• **Problem statement**: Could you print each line of the material below exactly?

[Opening Extracted information section]

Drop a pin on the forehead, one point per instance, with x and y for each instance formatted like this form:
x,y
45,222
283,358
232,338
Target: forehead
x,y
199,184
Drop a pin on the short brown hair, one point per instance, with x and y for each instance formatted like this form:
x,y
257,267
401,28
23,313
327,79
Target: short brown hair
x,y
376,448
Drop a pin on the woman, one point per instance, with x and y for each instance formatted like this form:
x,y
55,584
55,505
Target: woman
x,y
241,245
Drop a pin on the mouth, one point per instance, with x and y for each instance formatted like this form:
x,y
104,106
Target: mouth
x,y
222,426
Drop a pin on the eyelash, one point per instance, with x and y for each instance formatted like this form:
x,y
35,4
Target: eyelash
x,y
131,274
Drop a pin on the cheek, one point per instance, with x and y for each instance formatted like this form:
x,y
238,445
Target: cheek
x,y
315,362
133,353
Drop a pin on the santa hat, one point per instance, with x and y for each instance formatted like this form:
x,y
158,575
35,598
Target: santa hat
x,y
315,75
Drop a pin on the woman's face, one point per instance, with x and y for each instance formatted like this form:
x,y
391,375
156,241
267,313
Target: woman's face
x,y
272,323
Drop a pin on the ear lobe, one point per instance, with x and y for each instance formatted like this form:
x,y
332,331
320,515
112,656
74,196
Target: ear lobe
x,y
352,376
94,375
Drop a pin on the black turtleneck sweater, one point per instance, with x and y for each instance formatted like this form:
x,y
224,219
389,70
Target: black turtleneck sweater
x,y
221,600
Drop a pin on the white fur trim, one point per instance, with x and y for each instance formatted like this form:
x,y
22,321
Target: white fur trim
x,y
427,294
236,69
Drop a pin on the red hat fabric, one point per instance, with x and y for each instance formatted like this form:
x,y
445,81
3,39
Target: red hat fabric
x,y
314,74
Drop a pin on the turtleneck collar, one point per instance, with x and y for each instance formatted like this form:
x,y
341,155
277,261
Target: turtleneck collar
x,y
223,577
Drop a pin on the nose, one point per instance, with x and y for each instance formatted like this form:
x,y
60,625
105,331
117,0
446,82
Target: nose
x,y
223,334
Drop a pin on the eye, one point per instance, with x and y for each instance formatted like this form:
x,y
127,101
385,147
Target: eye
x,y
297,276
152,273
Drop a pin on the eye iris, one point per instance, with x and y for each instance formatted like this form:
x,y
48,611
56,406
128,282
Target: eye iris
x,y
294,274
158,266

[Closing Extracted information section]

• **Answer section**:
Drop a pin on the forehead, one point per instance, with x and y for each instance formatted like this form:
x,y
45,222
283,358
232,338
Target: forehead
x,y
199,184
Drop a pin on the short brown hair, one point per instance, with x and y for each instance formatted like this form:
x,y
257,267
401,28
23,313
327,79
Target: short brown hair
x,y
376,448
Drop a pin on the woman, one point per instance, with x and y for each instance formatted like this form:
x,y
55,584
55,505
Target: woman
x,y
241,245
Drop a pin on the mouth, one point per instance, with x and y for each instance formatted like this form:
x,y
104,106
Target: mouth
x,y
222,426
Drop a pin on the eyelash, one point per instance, with x and y for each instance formatted like this form:
x,y
35,4
Target: eyelash
x,y
131,274
Drop a pin on the cheek, one point per instance, with x and y for each instance formatted like this form:
x,y
238,445
Target: cheek
x,y
315,362
133,353
Drop a pin on the santa hat, one point per instance, with x and y for each instance formatted like this form:
x,y
158,575
35,598
Target: santa hat
x,y
315,75
Drop a pin on the woman's face, one point per instance, with x and y for each instance formatted like this form:
x,y
391,375
156,241
267,313
Target: woman's face
x,y
272,323
Drop a pin on the ear lobe, one point per instance, with x and y for each instance formatted like this form:
x,y
332,331
320,515
112,656
74,196
Target: ear lobe
x,y
352,376
94,375
Drop a pin on the black turtleneck sweater, one point per instance, with x and y for each instance formatted like this form:
x,y
224,219
389,70
Target: black turtleneck sweater
x,y
221,600
Drop a pin on the white fur trim, one point per instance, with x and y for each instance formatted like this form:
x,y
22,321
Target: white fur trim
x,y
427,294
236,69
Drop a pin on the red hat fabric, one point per instance, with x and y for each instance formatted like this form:
x,y
445,81
3,39
Target: red hat fabric
x,y
314,74
Drop a pin on the turtleneck collar, one point per instance, with x and y for each instance formatted like this form:
x,y
341,155
277,261
Target: turtleneck collar
x,y
223,577
Drop a pin on the nose, one point per instance, with x and y for each instance formatted like this form:
x,y
60,625
105,331
117,0
446,82
Target: nose
x,y
223,334
Drop a pin on the eye, one point per instance, with x and y for each instance formatted like this form:
x,y
127,101
385,147
Target: eye
x,y
297,276
152,273
Drop a pin on the eye iris, one point per instance, with x and y for each instance formatted like this form:
x,y
48,611
56,406
128,282
Target: eye iris
x,y
294,274
158,266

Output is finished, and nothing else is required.